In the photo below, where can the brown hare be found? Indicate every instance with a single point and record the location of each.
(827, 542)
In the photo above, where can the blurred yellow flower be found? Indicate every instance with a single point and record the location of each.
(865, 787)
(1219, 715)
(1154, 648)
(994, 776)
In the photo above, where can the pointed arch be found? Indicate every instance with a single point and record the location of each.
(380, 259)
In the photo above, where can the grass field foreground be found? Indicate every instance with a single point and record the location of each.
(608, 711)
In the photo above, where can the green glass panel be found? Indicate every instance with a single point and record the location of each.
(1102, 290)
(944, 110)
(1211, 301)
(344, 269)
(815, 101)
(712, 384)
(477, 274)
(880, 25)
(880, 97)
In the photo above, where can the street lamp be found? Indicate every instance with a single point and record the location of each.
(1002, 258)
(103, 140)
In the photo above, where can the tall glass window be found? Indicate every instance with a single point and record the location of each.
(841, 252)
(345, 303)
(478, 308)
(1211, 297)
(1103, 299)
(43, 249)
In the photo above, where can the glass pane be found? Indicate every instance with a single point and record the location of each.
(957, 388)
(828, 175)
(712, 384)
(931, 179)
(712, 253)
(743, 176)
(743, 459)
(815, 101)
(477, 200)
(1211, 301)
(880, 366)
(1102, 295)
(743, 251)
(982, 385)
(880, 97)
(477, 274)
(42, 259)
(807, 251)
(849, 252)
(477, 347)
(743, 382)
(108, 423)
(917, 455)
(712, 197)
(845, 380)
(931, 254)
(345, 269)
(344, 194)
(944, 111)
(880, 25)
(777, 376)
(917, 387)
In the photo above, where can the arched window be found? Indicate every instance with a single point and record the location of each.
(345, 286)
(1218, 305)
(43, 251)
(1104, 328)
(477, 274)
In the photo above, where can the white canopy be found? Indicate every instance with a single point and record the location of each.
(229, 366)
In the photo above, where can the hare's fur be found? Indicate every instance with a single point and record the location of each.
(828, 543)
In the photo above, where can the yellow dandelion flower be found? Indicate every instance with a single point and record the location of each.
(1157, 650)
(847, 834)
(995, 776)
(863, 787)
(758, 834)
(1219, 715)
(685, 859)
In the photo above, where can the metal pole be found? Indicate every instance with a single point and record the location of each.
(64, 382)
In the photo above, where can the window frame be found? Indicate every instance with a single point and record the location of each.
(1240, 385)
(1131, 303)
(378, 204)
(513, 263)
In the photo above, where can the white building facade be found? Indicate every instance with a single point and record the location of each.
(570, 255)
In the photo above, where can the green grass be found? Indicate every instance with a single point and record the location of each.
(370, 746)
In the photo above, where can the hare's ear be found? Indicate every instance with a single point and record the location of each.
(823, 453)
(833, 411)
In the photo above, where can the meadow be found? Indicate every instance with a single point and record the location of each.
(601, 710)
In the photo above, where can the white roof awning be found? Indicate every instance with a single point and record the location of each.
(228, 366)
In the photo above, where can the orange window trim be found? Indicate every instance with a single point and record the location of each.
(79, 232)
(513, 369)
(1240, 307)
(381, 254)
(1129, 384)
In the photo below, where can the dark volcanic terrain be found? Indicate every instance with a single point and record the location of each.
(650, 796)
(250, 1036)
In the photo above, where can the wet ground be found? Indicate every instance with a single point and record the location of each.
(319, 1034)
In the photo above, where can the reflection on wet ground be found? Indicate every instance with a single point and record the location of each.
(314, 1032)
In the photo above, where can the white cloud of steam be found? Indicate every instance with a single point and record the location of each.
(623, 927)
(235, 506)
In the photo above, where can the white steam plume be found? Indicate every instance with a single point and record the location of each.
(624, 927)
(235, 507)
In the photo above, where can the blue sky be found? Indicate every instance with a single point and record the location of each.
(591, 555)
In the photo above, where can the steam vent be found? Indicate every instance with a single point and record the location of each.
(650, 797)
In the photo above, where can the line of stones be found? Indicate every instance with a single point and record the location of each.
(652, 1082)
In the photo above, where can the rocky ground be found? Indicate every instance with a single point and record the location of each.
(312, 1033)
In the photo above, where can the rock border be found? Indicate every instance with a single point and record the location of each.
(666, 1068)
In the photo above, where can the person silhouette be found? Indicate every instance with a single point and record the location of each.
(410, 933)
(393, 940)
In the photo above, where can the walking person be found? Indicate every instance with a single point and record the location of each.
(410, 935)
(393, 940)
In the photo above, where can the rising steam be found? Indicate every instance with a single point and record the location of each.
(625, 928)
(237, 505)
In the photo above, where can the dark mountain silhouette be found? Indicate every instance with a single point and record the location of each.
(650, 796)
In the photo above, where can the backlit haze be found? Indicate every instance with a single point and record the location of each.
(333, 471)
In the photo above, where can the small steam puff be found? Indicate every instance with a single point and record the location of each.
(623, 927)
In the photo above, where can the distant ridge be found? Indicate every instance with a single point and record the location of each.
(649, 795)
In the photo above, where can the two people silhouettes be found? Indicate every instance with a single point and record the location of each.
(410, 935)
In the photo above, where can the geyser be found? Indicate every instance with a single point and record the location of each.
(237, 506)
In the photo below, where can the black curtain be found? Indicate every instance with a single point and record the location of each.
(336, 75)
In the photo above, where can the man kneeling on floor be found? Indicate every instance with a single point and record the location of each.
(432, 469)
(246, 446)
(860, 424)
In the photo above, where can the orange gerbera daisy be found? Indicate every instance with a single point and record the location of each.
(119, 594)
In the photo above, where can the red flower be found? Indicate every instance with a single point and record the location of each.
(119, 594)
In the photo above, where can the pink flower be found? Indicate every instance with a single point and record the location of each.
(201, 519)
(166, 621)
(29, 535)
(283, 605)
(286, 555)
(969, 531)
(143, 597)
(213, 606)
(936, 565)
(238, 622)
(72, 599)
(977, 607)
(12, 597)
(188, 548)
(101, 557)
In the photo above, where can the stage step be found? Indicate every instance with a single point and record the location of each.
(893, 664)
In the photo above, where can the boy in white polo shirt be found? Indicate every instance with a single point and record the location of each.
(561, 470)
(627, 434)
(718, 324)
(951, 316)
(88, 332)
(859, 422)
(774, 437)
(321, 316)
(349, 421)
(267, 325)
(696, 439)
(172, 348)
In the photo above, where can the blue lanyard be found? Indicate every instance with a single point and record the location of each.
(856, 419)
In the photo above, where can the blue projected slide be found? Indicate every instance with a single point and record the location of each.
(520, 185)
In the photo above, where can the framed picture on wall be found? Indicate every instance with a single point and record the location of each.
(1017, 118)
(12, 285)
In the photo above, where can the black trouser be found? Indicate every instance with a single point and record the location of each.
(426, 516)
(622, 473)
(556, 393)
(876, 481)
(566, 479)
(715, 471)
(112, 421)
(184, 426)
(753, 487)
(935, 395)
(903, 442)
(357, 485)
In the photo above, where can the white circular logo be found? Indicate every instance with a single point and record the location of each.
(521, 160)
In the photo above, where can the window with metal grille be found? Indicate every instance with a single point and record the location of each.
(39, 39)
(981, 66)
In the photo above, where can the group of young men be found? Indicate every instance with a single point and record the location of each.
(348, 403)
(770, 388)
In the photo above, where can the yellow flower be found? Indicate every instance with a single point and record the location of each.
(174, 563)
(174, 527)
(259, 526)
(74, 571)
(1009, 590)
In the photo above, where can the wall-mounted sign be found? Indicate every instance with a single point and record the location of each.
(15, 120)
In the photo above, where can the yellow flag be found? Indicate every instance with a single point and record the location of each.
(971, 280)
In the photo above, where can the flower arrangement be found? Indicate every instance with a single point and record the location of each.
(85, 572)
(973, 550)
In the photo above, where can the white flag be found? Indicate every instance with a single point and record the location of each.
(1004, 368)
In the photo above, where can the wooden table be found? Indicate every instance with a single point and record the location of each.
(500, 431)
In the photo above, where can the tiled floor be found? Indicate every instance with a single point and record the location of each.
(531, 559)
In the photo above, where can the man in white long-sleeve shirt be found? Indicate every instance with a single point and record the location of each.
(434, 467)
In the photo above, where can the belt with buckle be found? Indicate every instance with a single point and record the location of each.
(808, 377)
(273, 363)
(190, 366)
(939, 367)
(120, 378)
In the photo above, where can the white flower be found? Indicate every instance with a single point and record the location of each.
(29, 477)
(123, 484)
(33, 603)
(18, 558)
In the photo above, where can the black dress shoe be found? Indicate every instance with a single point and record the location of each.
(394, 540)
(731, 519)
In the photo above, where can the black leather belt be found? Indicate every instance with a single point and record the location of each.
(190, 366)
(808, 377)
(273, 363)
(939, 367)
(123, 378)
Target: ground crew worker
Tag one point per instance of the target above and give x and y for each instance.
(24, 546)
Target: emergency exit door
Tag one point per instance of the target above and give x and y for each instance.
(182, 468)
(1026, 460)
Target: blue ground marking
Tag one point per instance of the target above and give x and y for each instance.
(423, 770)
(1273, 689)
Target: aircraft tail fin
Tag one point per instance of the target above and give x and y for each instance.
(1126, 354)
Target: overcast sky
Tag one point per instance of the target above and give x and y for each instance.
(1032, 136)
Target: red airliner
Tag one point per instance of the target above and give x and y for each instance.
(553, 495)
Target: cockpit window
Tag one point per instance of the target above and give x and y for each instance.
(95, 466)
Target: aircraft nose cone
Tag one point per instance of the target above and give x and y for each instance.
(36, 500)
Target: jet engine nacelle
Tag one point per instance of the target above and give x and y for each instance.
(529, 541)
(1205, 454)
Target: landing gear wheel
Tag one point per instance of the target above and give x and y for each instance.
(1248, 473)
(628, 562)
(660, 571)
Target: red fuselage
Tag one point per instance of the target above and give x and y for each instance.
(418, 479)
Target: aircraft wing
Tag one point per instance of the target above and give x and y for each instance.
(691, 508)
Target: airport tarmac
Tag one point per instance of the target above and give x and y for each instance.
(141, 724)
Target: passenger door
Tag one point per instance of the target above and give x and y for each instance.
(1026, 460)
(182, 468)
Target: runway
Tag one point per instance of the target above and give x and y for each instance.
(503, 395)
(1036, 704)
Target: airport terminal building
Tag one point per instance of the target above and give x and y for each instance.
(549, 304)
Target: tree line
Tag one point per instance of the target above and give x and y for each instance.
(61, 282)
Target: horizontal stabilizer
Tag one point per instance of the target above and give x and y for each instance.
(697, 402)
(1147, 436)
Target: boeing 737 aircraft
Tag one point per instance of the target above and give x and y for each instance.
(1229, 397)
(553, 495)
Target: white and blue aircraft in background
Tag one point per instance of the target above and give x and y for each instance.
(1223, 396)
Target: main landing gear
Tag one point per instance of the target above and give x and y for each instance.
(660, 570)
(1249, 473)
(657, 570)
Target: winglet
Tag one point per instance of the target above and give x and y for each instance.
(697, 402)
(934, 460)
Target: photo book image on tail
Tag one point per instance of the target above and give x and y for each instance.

> _WORK ITEM_: Collect each line of the entries that has the word "aircraft", copying it in full.

> _ANSWER SPACE_:
Target: aircraft tail fin
Target: aircraft nose cone
Target: aircraft wing
Target: boeing 737 aircraft
Target: white and blue aircraft in background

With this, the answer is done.